Find every line in the rows below that contains the word "mountain", and copy each of those lines in full.

*Task inputs*.
• • • • •
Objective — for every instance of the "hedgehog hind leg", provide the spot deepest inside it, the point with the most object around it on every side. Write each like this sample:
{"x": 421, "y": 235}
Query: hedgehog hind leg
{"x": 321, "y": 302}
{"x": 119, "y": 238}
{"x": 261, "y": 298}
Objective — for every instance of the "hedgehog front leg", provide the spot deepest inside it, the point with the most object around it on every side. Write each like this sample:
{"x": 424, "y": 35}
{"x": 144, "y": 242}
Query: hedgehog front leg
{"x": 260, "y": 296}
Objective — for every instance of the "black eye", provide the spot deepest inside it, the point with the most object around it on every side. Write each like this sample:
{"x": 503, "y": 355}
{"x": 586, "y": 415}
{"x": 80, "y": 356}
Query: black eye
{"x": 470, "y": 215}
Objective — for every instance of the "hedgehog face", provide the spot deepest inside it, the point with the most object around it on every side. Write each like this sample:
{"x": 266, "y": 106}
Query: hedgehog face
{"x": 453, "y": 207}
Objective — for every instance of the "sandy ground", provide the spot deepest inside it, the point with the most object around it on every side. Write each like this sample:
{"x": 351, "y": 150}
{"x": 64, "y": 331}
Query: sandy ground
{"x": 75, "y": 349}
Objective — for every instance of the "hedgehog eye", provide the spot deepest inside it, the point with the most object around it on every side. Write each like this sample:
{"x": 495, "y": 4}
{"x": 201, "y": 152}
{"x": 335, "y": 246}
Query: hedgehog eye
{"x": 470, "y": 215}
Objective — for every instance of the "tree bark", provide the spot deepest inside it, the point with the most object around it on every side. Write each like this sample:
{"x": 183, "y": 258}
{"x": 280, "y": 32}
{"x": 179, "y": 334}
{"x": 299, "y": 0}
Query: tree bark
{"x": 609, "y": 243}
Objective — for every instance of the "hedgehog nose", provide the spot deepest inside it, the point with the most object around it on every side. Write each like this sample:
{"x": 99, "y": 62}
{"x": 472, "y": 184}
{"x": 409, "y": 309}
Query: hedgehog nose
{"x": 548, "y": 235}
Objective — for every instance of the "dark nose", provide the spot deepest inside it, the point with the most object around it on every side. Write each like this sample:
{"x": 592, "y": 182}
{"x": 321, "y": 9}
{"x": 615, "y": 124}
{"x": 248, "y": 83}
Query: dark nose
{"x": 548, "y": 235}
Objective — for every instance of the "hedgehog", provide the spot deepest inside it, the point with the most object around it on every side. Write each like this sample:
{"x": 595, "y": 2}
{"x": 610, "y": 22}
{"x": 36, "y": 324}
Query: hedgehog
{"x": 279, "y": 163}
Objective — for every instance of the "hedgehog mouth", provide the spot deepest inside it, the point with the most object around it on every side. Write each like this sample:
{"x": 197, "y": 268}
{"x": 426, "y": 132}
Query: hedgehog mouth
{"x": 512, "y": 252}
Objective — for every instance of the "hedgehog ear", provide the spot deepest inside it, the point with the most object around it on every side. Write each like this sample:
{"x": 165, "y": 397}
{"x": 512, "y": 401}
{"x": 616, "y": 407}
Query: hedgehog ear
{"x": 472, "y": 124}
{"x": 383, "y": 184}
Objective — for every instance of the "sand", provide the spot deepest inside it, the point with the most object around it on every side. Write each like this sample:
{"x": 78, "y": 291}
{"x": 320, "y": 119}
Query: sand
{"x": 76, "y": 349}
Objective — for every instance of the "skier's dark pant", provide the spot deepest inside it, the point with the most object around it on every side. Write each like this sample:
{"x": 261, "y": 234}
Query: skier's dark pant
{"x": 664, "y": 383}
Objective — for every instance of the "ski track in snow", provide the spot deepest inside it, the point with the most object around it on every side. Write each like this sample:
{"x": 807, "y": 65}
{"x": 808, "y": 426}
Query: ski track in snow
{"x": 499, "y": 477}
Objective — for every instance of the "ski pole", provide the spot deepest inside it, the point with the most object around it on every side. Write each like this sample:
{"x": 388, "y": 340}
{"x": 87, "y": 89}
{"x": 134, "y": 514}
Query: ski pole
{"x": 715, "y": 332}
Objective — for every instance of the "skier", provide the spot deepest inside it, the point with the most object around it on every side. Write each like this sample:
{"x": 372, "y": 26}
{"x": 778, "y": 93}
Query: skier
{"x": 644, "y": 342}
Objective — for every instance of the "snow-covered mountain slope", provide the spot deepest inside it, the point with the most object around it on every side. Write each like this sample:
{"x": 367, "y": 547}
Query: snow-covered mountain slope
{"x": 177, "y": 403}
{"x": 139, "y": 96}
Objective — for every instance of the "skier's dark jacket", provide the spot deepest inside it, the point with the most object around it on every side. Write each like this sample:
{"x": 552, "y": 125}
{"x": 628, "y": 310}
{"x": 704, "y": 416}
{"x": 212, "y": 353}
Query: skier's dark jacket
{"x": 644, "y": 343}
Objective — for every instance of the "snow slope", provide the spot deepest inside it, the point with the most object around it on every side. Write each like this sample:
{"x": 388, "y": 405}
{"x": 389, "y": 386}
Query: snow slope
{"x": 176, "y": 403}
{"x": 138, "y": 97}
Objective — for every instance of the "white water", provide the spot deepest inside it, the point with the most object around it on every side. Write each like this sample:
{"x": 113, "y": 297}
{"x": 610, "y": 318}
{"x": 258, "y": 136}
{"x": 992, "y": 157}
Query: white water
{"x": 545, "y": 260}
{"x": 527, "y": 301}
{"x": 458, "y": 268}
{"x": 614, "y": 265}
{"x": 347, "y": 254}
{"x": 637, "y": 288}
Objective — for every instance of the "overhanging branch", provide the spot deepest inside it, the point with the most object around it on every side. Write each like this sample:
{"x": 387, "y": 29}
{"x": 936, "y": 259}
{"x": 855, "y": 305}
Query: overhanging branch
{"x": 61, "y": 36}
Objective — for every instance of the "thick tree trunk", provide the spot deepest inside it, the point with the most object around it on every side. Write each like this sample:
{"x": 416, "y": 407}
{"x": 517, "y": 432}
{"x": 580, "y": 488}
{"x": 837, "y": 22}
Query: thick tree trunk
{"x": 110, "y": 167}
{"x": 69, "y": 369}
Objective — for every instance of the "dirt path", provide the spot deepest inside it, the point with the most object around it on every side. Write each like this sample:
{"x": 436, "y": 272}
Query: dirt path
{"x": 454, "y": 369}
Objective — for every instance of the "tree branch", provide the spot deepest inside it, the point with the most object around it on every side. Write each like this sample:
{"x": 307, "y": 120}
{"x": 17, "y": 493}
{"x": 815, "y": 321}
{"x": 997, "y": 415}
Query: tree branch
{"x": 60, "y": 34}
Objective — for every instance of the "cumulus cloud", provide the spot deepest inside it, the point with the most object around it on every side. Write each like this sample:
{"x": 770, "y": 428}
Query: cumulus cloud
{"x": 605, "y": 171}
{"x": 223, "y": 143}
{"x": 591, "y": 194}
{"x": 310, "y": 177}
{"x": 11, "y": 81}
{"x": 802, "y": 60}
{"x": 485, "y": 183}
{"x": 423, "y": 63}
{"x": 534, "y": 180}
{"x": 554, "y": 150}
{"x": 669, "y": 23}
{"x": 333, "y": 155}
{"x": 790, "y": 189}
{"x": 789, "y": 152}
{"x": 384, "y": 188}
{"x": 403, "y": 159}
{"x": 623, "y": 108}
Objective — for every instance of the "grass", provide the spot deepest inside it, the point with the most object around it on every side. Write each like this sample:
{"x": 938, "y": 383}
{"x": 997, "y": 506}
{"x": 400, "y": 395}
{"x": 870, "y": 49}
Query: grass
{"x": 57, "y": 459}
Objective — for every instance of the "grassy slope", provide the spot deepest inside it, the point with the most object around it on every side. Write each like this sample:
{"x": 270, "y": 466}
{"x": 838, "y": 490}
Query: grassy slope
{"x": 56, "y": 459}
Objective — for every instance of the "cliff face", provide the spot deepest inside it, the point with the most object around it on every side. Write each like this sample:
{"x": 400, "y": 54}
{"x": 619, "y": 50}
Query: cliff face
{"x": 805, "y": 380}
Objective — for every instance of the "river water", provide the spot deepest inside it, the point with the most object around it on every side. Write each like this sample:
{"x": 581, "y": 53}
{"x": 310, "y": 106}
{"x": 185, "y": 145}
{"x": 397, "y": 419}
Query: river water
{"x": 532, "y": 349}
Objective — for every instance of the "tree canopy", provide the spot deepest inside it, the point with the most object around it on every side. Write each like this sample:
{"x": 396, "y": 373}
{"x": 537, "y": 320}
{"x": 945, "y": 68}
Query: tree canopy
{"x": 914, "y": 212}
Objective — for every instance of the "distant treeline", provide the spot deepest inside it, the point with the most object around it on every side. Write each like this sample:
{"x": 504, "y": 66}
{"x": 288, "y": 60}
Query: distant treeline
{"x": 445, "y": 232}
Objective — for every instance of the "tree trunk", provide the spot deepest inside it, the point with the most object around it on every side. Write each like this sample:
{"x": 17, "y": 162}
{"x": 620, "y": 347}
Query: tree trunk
• • • • •
*Output*.
Objective — for every instance of the "snow-covered mountain slope", provide the spot deepest inside it, the point with the most object around it on every side. Write each like this sample:
Query: snow-covered mountain slope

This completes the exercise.